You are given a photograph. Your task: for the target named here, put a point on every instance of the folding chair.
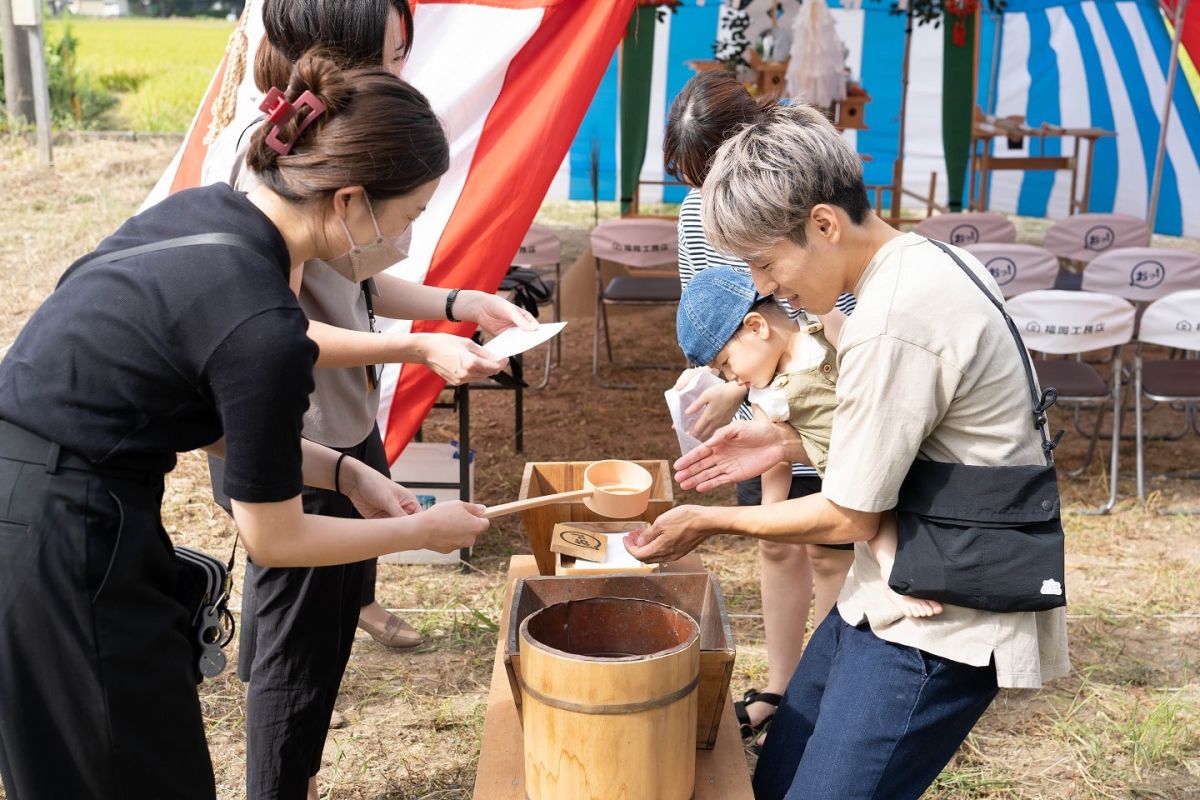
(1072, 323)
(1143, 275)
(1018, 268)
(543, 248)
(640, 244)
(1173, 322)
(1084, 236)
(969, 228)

****************

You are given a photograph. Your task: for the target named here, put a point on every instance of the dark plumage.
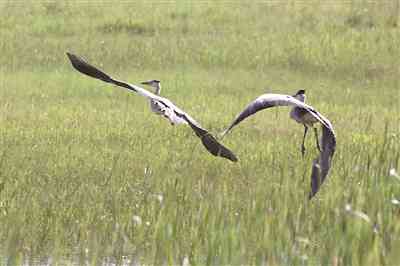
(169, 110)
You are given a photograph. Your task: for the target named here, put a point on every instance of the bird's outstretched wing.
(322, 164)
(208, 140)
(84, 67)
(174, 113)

****************

**GOAL:** How many lines in the records contain the string "instance", with case counting? Reply with the number alone.

**THE OUTPUT:** 3